Documento de origem:
════════════════

Olhando para os mapas parece que se reforça a ideia de que vamos "rapar" muito frio sobretudo em Rovaniemi 





Com 520 dam de espessura parece-me que, a manter-se assim teremos "festa" 





E este mapa é LINDO 





Hehe...espero encher o fórum de fotos!


----------



## Brigantia (4 Out 2007 às 21:39)

Felicidades e diverte-te 
Ficamos a aguardar por essas fotos


----------



## mocha (9 Out 2007 às 14:37)

o Mirones é k tá com sorte, no www.meteoalarm.eu alerta amarelo de neve la pra finlandia queremos mtas fotosssss


----------



## Minho (9 Out 2007 às 21:58)

Vamos vigiando o que se passa por lá...

Webcams em Rovaniemi
http://www.rovaniemi.fi/?deptid=18155

Algumas Webcams em Helsínquia

http://h3.finnmap-infra.fi/cam/kamera.html
http://nettikamera.lasipalatsi.fi/view/view.shtml?imagePath=/mjpg/video.mjpg&size=1
http://www.lintukoto.net/lintukoto/webcam/


A ver se sempre aparece o elemento branco


----------



## RMira (10 Out 2007 às 08:07)

Ola pessoal ai em Portugal, espero que o tempo por ai esteja animado 

Neste momento estou em Rovaniemi e o ceu esta azul (peco desculpa mas o teclado e finlandes e nao tem acentos ). Nao ha ainda vestigios de neve. Vamos ver se cai alguma coisa 

Em Helsinquia apanhei muita chuva no ultimo dia e a temperatura a cair ate aos 7C.

Aqui sigo com 0C e ceu limpo. Cumprimentos!


----------



## HotSpot (10 Out 2007 às 12:06)

Grandes webcam's. Nalgumas já se ve o "elemento branco"

Tras fotos mirones


----------



## mocha (10 Out 2007 às 21:10)

resto de boas ferias, e boa sorte em busca do elemento branco
traz neve pra gente tb


----------



## RMira (12 Out 2007 às 10:37)

Estou muito triste  esta farto de ameacar uma bela nevada e ate agora nada 

O GFS refere hoje a tarde como o melhor momento para ter neve ca, a temperatura esta a cair, hoje bateu os 5 negativos as 8h. Agora tenho 1C.

Vamos ver...queria apenas uma foto de neve!

Ja tenho varias de gelo, lagos congelados, etc...


----------



## mocha (12 Out 2007 às 14:38)

════════════════

Objetivo indicado 1:
Responde a estas perguntas com base na conversa do fórum sobre o tempo na Finlândia:
(a) Que espessura, em dam, é referida no início da conversa?
(b) Em que site a mocha viu o alerta amarelo de neve para a Finlândia?
(c) A que temperatura chegou Rovaniemi às 8h do dia 12 de outubro, segundo o RMira?
Objetivo indicado 2: Na conversa do fórum sobre o tempo na Finlândia, que endereços de webcams partilha o Minho? Indica todos.
Objetivo indicado 3: Continua a conversa do fórum sobre o tempo na Finlândia a partir do ponto em que termina.

════════════════

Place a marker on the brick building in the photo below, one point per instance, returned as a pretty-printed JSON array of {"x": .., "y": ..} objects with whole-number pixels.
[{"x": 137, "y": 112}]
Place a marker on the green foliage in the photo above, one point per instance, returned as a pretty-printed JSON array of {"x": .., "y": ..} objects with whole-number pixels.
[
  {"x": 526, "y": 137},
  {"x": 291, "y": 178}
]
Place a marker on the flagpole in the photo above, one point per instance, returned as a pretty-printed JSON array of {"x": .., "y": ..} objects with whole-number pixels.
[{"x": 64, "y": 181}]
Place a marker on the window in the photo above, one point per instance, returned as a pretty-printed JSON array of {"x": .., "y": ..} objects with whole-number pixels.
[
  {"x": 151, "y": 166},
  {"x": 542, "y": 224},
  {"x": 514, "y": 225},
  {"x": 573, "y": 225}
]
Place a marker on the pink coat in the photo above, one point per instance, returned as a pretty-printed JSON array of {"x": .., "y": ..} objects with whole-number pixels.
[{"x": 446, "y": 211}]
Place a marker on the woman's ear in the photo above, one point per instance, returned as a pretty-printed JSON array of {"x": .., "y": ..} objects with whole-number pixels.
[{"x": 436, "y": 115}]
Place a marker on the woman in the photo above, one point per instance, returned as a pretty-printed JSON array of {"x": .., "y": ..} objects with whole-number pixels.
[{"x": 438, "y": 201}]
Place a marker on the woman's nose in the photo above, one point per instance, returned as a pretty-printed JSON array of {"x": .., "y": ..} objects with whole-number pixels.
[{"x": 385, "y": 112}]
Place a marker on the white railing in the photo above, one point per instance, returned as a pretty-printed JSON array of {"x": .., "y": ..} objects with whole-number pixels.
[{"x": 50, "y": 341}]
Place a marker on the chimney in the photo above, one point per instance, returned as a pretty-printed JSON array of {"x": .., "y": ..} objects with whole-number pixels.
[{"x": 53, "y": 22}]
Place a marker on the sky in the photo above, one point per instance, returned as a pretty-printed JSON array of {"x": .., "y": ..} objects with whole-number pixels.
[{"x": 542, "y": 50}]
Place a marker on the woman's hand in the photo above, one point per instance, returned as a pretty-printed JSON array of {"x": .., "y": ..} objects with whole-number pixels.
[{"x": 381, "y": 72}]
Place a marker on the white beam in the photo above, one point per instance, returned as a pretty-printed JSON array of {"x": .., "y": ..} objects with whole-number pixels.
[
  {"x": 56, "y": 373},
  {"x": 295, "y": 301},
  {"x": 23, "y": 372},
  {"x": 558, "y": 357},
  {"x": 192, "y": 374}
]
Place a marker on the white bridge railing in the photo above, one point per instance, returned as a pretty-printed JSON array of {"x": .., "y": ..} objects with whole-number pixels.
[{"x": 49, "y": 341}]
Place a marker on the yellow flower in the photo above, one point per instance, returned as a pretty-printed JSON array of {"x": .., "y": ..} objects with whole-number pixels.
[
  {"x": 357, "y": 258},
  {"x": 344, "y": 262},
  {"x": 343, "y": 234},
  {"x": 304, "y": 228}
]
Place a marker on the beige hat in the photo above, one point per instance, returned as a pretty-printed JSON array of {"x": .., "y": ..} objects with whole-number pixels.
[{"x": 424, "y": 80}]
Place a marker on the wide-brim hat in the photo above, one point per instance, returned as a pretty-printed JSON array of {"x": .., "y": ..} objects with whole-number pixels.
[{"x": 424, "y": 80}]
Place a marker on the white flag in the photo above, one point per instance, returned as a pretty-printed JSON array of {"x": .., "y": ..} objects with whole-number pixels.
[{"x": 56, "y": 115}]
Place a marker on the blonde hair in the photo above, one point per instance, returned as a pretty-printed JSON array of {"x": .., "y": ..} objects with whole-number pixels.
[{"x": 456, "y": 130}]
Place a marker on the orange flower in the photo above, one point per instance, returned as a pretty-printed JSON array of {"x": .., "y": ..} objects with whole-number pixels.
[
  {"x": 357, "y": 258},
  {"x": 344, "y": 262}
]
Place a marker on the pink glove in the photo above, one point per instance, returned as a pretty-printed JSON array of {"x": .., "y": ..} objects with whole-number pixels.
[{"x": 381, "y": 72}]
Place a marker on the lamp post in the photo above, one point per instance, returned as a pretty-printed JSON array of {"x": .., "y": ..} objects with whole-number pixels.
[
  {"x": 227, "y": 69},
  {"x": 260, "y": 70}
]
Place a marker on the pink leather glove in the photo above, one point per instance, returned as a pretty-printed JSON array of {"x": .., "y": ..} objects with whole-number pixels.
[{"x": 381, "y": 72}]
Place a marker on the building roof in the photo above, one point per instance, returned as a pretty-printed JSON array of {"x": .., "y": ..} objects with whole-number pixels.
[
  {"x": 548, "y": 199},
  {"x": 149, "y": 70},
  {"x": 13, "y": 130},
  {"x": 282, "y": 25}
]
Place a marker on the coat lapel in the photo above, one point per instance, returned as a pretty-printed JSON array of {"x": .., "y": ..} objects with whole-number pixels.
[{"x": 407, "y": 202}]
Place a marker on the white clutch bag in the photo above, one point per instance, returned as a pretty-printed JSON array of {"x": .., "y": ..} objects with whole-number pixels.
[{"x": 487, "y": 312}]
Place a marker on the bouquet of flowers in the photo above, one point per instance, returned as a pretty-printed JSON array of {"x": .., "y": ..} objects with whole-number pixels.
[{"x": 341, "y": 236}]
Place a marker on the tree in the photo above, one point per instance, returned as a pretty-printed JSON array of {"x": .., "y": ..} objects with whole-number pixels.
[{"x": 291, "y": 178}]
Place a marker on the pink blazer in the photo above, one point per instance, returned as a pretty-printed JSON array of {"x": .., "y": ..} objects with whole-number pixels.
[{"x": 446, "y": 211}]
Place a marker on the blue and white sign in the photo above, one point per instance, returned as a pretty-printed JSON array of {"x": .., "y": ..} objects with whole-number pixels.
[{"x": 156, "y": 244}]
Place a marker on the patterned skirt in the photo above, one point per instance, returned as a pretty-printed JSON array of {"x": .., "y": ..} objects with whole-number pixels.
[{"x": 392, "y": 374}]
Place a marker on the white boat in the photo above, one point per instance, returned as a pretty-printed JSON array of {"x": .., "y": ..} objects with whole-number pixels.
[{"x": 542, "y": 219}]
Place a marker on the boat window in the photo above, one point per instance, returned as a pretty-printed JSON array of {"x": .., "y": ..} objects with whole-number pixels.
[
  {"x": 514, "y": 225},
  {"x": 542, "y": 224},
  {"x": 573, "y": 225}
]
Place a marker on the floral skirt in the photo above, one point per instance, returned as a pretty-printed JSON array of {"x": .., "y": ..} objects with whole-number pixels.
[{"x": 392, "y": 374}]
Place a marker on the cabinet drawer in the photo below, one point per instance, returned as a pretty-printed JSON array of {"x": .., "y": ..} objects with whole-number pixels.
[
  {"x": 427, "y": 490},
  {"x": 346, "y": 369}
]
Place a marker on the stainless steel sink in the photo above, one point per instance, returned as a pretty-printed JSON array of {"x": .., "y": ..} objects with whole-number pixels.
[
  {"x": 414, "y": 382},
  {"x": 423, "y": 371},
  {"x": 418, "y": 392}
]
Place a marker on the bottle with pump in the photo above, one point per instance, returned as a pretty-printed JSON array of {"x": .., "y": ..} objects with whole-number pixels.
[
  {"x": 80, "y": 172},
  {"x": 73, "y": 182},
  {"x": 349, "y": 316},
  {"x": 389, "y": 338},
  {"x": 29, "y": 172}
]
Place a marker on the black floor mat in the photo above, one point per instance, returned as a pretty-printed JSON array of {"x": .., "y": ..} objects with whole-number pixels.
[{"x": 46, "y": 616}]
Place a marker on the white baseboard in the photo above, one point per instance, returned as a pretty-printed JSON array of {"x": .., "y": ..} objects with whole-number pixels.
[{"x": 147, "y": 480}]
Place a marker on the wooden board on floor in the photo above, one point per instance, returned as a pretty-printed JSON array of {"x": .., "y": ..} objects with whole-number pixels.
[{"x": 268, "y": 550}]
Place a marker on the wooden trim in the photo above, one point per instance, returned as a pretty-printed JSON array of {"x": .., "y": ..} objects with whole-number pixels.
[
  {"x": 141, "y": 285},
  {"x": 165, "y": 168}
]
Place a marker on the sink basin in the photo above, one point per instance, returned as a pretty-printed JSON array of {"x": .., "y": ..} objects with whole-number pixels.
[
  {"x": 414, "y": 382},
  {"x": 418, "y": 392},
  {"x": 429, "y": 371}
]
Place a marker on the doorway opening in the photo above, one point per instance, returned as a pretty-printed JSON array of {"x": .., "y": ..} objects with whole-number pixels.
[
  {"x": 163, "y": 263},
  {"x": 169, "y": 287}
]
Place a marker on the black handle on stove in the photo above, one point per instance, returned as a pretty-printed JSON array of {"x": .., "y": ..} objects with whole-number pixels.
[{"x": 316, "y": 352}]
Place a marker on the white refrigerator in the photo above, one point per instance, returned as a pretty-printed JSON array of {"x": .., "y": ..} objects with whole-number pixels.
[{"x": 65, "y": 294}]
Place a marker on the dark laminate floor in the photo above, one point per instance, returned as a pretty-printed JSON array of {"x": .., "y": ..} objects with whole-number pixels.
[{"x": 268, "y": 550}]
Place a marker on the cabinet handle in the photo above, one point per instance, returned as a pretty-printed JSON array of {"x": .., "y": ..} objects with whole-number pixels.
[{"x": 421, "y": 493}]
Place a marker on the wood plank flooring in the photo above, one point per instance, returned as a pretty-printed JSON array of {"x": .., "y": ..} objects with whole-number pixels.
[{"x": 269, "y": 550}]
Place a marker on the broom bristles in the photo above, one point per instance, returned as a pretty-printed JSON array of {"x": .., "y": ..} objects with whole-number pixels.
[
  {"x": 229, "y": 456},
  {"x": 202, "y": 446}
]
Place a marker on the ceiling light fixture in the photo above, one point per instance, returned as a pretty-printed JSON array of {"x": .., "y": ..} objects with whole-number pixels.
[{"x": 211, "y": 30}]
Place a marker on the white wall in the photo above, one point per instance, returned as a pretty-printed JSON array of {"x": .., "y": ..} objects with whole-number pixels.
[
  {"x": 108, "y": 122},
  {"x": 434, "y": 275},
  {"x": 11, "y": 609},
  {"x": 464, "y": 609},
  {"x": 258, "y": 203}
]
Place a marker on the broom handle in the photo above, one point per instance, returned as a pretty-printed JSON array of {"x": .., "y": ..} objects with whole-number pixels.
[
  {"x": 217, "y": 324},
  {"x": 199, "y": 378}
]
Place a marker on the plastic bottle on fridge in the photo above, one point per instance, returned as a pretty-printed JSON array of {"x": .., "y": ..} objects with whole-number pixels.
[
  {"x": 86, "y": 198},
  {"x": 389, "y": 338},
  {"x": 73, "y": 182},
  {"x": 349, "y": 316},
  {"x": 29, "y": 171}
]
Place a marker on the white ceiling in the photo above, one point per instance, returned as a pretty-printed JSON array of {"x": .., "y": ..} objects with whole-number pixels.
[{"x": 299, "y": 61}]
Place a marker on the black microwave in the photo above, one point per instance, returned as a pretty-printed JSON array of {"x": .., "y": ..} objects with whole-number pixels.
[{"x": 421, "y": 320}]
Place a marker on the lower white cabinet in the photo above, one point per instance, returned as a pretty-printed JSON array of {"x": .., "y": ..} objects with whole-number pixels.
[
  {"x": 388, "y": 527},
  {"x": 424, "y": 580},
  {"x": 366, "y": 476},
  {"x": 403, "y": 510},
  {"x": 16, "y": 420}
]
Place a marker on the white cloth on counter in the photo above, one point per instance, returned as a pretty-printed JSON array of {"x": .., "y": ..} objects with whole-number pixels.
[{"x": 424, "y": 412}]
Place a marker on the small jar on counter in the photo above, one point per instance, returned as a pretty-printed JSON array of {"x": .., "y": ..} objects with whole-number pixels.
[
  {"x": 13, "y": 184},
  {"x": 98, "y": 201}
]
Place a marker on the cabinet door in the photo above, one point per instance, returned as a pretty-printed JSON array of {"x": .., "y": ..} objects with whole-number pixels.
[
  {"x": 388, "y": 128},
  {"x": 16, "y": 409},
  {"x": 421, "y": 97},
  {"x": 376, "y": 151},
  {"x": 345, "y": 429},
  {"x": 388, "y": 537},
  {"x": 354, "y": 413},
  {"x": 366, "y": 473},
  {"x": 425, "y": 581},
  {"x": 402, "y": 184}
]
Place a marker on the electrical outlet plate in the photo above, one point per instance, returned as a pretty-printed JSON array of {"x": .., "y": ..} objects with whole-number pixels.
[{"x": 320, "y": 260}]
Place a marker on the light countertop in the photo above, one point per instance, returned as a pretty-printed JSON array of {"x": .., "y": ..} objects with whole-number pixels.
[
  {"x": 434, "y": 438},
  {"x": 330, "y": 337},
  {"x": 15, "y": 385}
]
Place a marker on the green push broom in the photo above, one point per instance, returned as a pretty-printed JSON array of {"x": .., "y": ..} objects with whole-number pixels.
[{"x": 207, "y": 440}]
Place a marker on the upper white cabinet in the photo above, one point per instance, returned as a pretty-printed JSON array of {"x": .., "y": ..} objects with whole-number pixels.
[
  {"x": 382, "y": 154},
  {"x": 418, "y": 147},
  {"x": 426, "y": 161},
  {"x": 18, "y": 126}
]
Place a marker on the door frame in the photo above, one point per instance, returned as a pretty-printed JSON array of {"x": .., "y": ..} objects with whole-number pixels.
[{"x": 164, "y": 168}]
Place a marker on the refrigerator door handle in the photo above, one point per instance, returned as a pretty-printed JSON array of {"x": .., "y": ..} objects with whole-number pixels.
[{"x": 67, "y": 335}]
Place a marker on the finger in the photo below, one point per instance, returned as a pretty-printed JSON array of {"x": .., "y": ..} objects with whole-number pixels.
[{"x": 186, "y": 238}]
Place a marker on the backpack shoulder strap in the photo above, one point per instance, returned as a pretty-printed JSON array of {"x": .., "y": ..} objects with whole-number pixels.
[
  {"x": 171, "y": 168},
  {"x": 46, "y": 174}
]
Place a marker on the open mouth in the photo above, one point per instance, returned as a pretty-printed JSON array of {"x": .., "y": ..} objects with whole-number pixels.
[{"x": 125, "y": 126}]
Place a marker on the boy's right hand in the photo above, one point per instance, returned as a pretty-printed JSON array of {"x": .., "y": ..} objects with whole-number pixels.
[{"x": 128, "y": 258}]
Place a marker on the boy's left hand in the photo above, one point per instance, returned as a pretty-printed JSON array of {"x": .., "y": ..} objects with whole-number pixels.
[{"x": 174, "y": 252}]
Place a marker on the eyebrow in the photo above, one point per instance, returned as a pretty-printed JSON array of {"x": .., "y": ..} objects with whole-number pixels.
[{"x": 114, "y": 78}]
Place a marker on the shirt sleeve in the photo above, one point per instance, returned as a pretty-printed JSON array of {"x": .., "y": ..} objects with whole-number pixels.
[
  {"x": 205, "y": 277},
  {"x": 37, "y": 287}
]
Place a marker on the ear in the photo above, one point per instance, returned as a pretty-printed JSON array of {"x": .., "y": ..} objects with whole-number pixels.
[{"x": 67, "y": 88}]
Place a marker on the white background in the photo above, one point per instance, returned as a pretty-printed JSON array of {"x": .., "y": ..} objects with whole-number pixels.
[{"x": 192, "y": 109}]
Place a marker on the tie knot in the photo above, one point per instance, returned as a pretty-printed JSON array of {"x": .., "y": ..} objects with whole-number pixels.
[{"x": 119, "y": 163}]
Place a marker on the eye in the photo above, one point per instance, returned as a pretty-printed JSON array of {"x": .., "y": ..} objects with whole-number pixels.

════════════════

Resultado da tarefa 1:
(a) 520 dam.
(b) www.meteoalarm.eu
(c) 5 graus negativos.

Resultado da tarefa 2:
http://www.rovaniemi.fi/?deptid=18155
http://h3.finnmap-infra.fi/cam/kamera.html
http://nettikamera.lasipalatsi.fi/view/view.shtml?imagePath=/mjpg/video.mjpg&size=1
http://www.lintukoto.net/lintukoto/webcam/

Resultado da tarefa 3:
ena k bom, aos menos ja fotografaste qlq coisa e tas aí no bem bom do fresquinho, hj por acaso falei com a minha amiga e diz k por agora so agua neve
boa sorte para logo a tarde


----------



## RMira (14 Out 2007 às 11:44)

Bom dia amigos,

Bem, vindo da Finlândia posso dizer que foi uma experiência muit agradável, conhecemos um país muito diferente com cultura muito diferente, modos de estar opostos dos nossos (mais frios, nórdicos ).

No que se refere a meteo, tenho várias fotos que gostaria de postar (neve nada , viemos ontem e só nevou em Rovaniemi de noite hoje ), mas penso que tenho algumas fotos interessantes. Gostaria de perguntar se posso colocá-las aqui ou se será melhor abrir novo tópico nas imagens e fazer link?


----------



## mocha (14 Out 2007 às 14:15)

mirones disse:


> Bom dia amigos,
> 
> Bem, vindo da Finlândia posso dizer que foi uma experiência muit agradável, conhecemos um país muito diferente com cultura muito diferente, modos de estar opostos dos nossos (mais frios, nórdicos ).
> 
> No que se refere a meteo, tenho várias fotos que gostaria de postar (neve nada , viemos ontem e só nevou em Rovaniemi de noite hoje ), mas penso que tenho algumas fotos interessantes. Gostaria de perguntar se posso colocá-las aqui ou se será melhor abrir novo tópico nas imagens e fazer link?



bem vindo de volta, quero ver essas fotos


----------



## RMira (14 Out 2007 às 17:11)

As fotos já estão no fórum das imagens.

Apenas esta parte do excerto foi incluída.